## Stated task a
Extract the passage of the Paris blog post between "Ok- time now" and "you’re interested. Cheers!", inclusive, copying it word for word.

## Reading text
Sunday, August 21, 2011

Paris

 
Ok- time now for catching up. I think I last wrote in Turkey, from where I traveled haphazardly through Europe for a couple weeks before landing in Sweden, my location from now until when I go home. I probably won’t write in order, but there is a handy map I updated with the order of my journey if you’re interested. Cheers!

     Did you know that wine can stain lips? I feel as though Horace probably mentioned this somewhere (‘her wine-stained lips’ ?), but that I discounted it as poetic license meant to be interpreted that Horace loves women. Because in general, that seems to be the accepted interpretation of Horace.
Pistache, whom I lovingly address as 'fat cat'
     But it can! Maybe only if consumed slowly enough, or over enough time, or in Paris. All of which were the case for my second night in Paris. I was traveling with Kami, a long-lost sort of friend from middle school, and Matthew, a friend of hers from college. We decided that afternoon that the optimal, and optimally French?, evening would comprise French wine, cheese, baguettes, candles, and Cat Stevens (that last decision came later as the result of options on hand).
     The idea occurred when we encountered a line of shops, cheese and wine next to each other. We began in the cheese shop, where we were directed to select wine first (I think- Kami and Matthew speak French, so I, the deaf-mute, tagged along only intermittently engaged). We browsed the wine shop a bit by ourselves first, generally impressed by the low prices, but otherwise lost. Eventually we got the attention of the young man at the counter, who explained that he is just an economics student intern, but that he can more or less mimic what his boss tells people. A leisurely conversation later, we took two bottles of similar types (heavy, fruity?), but different years- a more interesting point of comparison. I stood by idly and admired the way French men dress (official theory: they are not necessarily more attractive than American men, they are just many many times more attentive to their appearance. With very positive results).

## Stated task b
Convert the collection entry rows between the lines holding "trace person in boat" and "489 164 L 307", inclusive, into a JSON list of strings with one string per line and blank lines omitted.

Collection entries
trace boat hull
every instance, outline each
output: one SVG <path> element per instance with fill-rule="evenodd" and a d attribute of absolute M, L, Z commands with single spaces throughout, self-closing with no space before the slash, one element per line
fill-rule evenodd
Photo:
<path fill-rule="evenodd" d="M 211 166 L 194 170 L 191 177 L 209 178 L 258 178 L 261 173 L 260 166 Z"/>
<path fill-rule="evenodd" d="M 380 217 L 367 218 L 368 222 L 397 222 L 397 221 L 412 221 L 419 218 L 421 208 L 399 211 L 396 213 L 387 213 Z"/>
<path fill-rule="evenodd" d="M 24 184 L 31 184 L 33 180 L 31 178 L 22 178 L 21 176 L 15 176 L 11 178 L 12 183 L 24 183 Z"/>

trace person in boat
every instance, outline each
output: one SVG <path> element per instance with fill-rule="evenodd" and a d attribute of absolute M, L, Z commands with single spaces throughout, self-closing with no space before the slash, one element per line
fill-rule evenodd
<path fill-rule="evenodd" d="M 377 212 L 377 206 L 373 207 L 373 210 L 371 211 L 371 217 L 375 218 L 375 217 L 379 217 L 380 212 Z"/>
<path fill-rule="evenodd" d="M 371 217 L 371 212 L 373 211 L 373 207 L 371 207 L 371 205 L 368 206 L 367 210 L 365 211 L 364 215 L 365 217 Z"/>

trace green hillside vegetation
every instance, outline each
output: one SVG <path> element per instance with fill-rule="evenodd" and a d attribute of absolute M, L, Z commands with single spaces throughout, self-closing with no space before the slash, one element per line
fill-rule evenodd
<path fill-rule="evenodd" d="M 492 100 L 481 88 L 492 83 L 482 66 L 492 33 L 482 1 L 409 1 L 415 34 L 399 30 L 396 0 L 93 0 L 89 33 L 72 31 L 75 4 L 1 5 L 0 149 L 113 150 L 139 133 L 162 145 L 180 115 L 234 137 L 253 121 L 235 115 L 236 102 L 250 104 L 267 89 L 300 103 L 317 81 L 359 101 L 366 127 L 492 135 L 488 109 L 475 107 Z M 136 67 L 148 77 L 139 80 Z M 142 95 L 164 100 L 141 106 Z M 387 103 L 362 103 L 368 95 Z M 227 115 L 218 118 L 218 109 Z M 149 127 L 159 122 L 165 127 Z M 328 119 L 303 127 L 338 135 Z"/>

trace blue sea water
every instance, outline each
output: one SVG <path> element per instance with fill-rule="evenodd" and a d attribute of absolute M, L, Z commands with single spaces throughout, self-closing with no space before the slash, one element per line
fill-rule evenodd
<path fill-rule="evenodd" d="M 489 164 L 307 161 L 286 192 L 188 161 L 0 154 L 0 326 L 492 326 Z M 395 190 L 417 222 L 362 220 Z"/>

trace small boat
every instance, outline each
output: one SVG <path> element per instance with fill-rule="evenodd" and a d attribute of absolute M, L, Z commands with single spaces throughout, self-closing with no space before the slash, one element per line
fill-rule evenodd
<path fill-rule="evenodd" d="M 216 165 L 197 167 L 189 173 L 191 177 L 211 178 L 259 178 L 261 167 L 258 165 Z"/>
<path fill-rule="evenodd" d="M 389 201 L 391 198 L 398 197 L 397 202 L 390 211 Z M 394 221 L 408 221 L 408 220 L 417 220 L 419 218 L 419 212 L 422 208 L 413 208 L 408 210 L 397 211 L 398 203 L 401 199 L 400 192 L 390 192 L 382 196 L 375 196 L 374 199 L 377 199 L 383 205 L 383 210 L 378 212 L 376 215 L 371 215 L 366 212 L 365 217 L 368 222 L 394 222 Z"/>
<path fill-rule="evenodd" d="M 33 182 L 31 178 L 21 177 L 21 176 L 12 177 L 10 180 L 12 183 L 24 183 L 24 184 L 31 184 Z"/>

## Worked answer a
Ok- time now for catching up. I think I last wrote in Turkey, from where I traveled haphazardly through Europe for a couple weeks before landing in Sweden, my location from now until when I go home. I probably won’t write in order, but there is a handy map I updated with the order of my journey if you’re interested. Cheers!

## Worked answer b
[
  "trace person in boat",
  "every instance, outline each",
  "output: one SVG <path> element per instance with fill-rule=\"evenodd\" and a d attribute of absolute M, L, Z commands with single spaces throughout, self-closing with no space before the slash, one element per line",
  "fill-rule evenodd",
  "<path fill-rule=\"evenodd\" d=\"M 377 212 L 377 206 L 373 207 L 373 210 L 371 211 L 371 217 L 375 218 L 375 217 L 379 217 L 380 212 Z\"/>",
  "<path fill-rule=\"evenodd\" d=\"M 371 217 L 371 212 L 373 211 L 373 207 L 371 207 L 371 205 L 368 206 L 367 210 L 365 211 L 364 215 L 365 217 Z\"/>",
  "trace green hillside vegetation",
  "every instance, outline each",
  "output: one SVG <path> element per instance with fill-rule=\"evenodd\" and a d attribute of absolute M, L, Z commands with single spaces throughout, self-closing with no space before the slash, one element per line",
  "fill-rule evenodd",
  "<path fill-rule=\"evenodd\" d=\"M 492 100 L 481 88 L 492 83 L 482 66 L 492 33 L 482 1 L 409 1 L 415 34 L 399 30 L 396 0 L 93 0 L 89 33 L 72 31 L 75 4 L 1 5 L 0 149 L 113 150 L 139 133 L 162 145 L 180 115 L 234 137 L 253 121 L 235 115 L 236 102 L 250 104 L 267 89 L 300 103 L 317 81 L 359 101 L 366 127 L 492 135 L 488 109 L 475 107 Z M 136 67 L 148 77 L 139 80 Z M 142 95 L 164 100 L 141 106 Z M 387 103 L 362 103 L 368 95 Z M 227 115 L 218 118 L 218 109 Z M 149 127 L 159 122 L 165 127 Z M 328 119 L 303 127 L 338 135 Z\"/>",
  "trace blue sea water",
  "every instance, outline each",
  "output: one SVG <path> element per instance with fill-rule=\"evenodd\" and a d attribute of absolute M, L, Z commands with single spaces throughout, self-closing with no space before the slash, one element per line",
  "fill-rule evenodd",
  "<path fill-rule=\"evenodd\" d=\"M 489 164 L 307 161 L 286 192 L 188 161 L 0 154 L 0 326 L 492 326 Z M 395 190 L 417 222 L 362 220 Z\"/>"
]